WHAT IS NEEDED
In the listing below, print exactly the lines from the first through the one that contains "QA review pass — verify and re-annotate the weathered".

DATA UNDER STUDY

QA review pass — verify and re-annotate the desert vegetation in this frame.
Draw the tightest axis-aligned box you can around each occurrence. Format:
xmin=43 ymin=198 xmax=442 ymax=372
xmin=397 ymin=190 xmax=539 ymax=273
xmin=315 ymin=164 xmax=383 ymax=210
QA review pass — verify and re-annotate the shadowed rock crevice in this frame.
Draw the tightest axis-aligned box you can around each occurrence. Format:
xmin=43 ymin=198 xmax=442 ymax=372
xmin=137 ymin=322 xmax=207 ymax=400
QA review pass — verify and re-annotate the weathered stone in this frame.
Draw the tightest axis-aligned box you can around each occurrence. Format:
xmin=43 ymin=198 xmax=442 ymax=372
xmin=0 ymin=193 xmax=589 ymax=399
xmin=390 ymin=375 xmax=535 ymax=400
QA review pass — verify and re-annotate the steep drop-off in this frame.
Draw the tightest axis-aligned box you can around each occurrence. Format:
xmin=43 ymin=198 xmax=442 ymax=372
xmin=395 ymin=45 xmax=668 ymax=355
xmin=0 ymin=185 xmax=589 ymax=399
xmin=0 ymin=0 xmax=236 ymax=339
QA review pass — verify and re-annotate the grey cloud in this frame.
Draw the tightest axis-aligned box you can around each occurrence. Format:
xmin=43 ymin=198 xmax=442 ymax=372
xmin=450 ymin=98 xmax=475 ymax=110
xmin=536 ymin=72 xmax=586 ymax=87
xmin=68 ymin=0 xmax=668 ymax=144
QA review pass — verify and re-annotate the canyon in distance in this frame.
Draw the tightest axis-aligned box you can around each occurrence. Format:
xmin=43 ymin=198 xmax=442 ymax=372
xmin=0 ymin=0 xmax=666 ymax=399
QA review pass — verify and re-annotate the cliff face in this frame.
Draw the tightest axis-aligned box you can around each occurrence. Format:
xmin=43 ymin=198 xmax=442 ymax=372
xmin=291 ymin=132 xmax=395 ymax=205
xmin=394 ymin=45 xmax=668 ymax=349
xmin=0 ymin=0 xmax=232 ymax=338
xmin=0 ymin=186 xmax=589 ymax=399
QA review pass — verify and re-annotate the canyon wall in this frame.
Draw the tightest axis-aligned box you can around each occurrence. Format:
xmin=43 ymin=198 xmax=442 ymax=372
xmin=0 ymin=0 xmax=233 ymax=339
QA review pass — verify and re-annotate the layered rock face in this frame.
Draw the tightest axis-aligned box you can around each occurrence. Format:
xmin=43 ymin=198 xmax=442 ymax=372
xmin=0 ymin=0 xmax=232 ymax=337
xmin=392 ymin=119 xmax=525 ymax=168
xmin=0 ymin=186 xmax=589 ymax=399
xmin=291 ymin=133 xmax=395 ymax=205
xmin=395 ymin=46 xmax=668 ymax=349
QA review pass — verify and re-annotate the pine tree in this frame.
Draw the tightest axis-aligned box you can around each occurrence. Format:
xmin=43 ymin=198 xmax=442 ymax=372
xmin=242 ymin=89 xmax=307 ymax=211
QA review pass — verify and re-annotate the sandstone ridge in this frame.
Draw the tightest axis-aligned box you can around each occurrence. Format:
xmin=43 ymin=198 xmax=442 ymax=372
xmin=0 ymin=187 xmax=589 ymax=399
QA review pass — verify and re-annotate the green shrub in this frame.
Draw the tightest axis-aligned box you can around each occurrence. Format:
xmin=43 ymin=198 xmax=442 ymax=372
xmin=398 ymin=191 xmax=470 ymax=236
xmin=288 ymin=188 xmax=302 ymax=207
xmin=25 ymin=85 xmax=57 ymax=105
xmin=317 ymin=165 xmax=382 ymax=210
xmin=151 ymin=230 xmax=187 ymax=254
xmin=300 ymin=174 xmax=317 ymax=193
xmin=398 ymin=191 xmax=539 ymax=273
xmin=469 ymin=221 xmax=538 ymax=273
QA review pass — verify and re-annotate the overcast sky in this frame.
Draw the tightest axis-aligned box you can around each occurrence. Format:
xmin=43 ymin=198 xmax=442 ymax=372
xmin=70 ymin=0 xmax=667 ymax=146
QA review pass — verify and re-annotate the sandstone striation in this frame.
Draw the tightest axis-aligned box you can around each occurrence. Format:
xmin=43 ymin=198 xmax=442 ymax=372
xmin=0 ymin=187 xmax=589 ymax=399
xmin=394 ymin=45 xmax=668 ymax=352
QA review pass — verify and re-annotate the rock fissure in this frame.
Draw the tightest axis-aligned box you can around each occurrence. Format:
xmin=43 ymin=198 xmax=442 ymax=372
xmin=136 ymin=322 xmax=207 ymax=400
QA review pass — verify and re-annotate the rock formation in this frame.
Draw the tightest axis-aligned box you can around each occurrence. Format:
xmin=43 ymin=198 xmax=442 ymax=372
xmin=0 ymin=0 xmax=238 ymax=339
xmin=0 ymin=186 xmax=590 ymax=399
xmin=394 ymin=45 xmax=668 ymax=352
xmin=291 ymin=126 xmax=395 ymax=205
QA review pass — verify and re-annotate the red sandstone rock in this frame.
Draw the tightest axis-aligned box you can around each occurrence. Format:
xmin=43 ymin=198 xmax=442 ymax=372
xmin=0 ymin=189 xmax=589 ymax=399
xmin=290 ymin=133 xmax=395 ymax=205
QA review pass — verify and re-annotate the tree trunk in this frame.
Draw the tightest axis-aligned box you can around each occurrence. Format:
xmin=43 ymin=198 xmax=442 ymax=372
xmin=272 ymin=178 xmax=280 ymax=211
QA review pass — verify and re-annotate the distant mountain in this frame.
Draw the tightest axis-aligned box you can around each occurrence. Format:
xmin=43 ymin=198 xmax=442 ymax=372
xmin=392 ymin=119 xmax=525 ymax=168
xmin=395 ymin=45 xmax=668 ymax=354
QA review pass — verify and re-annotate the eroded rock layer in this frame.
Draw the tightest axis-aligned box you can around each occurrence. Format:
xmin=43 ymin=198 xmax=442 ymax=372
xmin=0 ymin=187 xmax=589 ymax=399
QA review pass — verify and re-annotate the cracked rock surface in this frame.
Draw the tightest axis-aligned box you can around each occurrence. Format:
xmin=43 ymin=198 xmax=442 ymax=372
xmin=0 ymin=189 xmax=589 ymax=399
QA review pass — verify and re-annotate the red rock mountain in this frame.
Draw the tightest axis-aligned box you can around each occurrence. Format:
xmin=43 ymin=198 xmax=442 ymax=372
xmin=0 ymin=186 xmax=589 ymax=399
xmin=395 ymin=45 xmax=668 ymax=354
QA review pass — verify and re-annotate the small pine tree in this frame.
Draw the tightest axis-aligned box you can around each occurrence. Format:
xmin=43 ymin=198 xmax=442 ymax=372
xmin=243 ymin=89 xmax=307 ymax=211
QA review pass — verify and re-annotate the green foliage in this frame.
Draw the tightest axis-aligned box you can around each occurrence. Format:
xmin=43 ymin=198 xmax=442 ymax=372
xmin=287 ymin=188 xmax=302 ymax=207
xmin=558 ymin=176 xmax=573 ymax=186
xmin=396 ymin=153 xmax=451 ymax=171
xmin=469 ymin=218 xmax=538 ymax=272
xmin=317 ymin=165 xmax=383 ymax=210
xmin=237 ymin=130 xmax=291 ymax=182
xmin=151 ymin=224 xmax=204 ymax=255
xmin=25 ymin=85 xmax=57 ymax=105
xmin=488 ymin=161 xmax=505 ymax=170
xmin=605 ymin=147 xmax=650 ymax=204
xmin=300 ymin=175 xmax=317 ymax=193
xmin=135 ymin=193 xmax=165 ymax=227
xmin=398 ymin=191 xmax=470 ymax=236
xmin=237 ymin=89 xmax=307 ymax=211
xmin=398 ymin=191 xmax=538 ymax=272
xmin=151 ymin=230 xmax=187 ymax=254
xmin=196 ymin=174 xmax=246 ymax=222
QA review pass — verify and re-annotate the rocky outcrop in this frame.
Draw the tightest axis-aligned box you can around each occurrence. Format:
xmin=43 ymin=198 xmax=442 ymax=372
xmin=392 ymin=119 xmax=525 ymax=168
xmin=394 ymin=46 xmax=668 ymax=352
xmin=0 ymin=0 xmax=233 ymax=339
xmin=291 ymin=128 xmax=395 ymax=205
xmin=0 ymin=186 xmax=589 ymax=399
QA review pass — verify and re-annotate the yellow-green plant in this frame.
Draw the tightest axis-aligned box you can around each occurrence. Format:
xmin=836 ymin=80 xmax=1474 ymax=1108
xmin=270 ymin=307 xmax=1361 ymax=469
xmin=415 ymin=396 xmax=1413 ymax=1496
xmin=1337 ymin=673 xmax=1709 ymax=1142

ANSWER TO THIS PROBLEM
QA review pass — verify and re-annotate the desert vegetation in this frame.
Draw the tightest axis-aligned box you can around each occurrence. Format:
xmin=43 ymin=198 xmax=442 ymax=372
xmin=397 ymin=190 xmax=539 ymax=273
xmin=315 ymin=164 xmax=383 ymax=210
QA review pass — verify and re-annotate the shadowed rock crevice in this frame.
Draw the tightest axis-aligned box you can around each occurrence. Format:
xmin=43 ymin=198 xmax=442 ymax=372
xmin=137 ymin=322 xmax=207 ymax=400
QA review pass — verify and re-annotate the weathered stone in this frame.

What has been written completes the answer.